Excerpts from a detection dataset
# # #

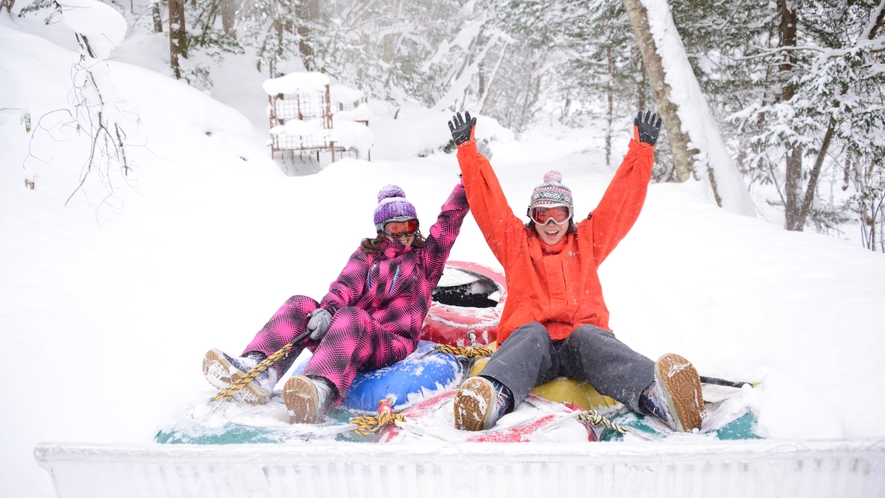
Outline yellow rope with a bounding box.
[350,398,406,436]
[215,342,294,401]
[575,410,627,434]
[433,344,492,358]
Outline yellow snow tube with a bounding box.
[470,356,619,410]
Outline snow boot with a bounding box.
[283,375,335,424]
[639,353,706,432]
[455,377,513,431]
[203,349,277,405]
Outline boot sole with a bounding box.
[655,353,706,432]
[454,379,495,432]
[283,375,320,424]
[203,349,270,405]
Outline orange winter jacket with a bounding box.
[458,139,654,343]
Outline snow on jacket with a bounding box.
[458,140,654,343]
[320,183,469,346]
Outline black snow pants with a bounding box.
[479,322,655,412]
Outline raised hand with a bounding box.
[449,112,476,145]
[633,111,661,145]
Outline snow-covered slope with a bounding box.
[0,11,885,497]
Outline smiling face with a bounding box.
[384,218,419,247]
[535,218,568,246]
[384,233,415,247]
[529,206,572,246]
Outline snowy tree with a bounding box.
[624,0,755,216]
[733,1,885,241]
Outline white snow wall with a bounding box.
[640,0,756,217]
[34,440,885,498]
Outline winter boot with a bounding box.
[639,353,706,432]
[203,349,277,405]
[283,375,336,424]
[455,377,513,431]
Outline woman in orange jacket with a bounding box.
[449,112,704,432]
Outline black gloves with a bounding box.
[632,111,661,145]
[307,308,332,341]
[449,112,476,145]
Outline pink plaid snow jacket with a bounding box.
[320,183,469,347]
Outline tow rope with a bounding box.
[350,398,406,436]
[575,410,627,434]
[215,331,310,402]
[433,344,492,358]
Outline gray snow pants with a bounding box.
[479,322,655,412]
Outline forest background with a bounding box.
[0,0,885,247]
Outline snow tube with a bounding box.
[421,261,507,347]
[470,358,620,411]
[341,341,463,413]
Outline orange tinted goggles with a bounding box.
[384,219,418,238]
[531,206,572,225]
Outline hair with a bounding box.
[360,229,424,254]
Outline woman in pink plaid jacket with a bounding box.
[203,183,469,423]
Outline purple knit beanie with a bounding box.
[375,185,418,232]
[529,169,573,210]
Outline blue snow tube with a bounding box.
[341,341,462,413]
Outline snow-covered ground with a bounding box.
[0,8,885,497]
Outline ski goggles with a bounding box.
[384,218,418,239]
[529,206,572,225]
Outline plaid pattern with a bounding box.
[238,183,469,394]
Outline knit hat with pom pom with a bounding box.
[528,169,573,211]
[375,185,418,232]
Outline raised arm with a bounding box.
[449,113,525,266]
[590,111,661,266]
[424,182,470,281]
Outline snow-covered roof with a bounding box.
[329,85,363,103]
[261,73,329,95]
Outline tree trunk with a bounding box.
[219,0,237,38]
[622,0,699,182]
[296,0,320,71]
[605,44,615,166]
[151,2,163,33]
[169,0,187,79]
[778,0,805,231]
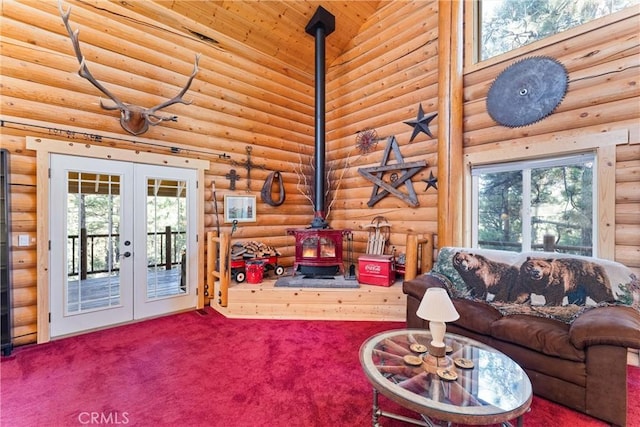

# # #

Please duplicate the material above line for line, leaving out the pictures.

Outline yellow rope with a bounding box.
[350,398,406,436]
[215,342,294,401]
[575,410,627,434]
[433,344,492,358]
Outline yellow snow tube with a bounding box.
[470,356,619,410]
Outline snow boot with a bounding box.
[283,375,335,424]
[639,353,706,432]
[455,377,513,431]
[203,349,277,405]
Outline boot sole with a bounding box.
[655,353,706,432]
[454,379,495,432]
[283,375,320,424]
[203,349,270,405]
Outline orange winter jacket with a bounding box.
[458,139,654,343]
Outline snow on jacket with a bounding box.
[458,140,654,343]
[320,183,469,346]
Outline black snow pants with a bounding box.
[479,322,655,412]
Outline raised hand with a bounding box.
[449,112,476,145]
[633,111,661,145]
Outline snow-covered slope with a bounding box.
[0,11,885,497]
Outline smiling face with a bounding box.
[384,218,419,247]
[535,218,568,246]
[384,233,415,247]
[529,206,572,246]
Outline snowy tree with a bounding box.
[624,0,755,216]
[733,1,885,241]
Outline white snow wall with a bounding box.
[640,0,756,217]
[34,440,885,498]
Outline winter boot with a bounding box.
[639,353,706,432]
[203,349,277,405]
[283,375,336,424]
[455,377,513,431]
Outline woman in orange jacket with a bounding box.
[449,112,704,432]
Outline black gloves with a bounding box.
[632,111,661,145]
[307,308,332,341]
[449,112,476,145]
Outline pink plaid snow jacket with a bounding box.
[320,183,469,347]
Outline tow rope with a bounding box.
[350,398,406,436]
[575,410,627,434]
[215,331,310,402]
[433,344,492,358]
Outline gray snow pants with a bounding box.
[479,322,655,412]
Outline forest background with a bounding box.
[0,0,885,247]
Outline snow tube with a bounding box.
[421,261,507,347]
[470,358,620,411]
[341,341,463,413]
Outline orange tinted goggles with a bounding box.
[384,219,418,238]
[531,206,572,225]
Outline hair with a bounding box.
[360,229,424,254]
Outline woman in pink plaid jacket with a bounding box.
[203,183,469,423]
Outline purple knit beanie with a bounding box.
[375,185,418,232]
[529,169,573,210]
Outline blue snow tube with a bounding box.
[341,341,462,413]
Outline snow-covered ground with a bounding box.
[0,8,885,497]
Outline ski goggles with a bounding box.
[384,218,418,239]
[529,206,572,225]
Outline plaid pattern with a bounding box.
[238,183,469,394]
Outline knit hat with pom pom with a bounding box.
[528,169,573,211]
[375,185,418,232]
Outline raised arm with a bounding box.
[449,113,525,266]
[590,111,661,266]
[424,182,470,281]
Outline snow-covered roof with a bounding box.
[329,85,363,103]
[261,73,329,95]
Outline tree trunk with a bounding box.
[219,0,237,38]
[622,0,699,182]
[296,0,320,71]
[605,44,615,166]
[151,2,163,33]
[169,0,187,79]
[778,0,805,231]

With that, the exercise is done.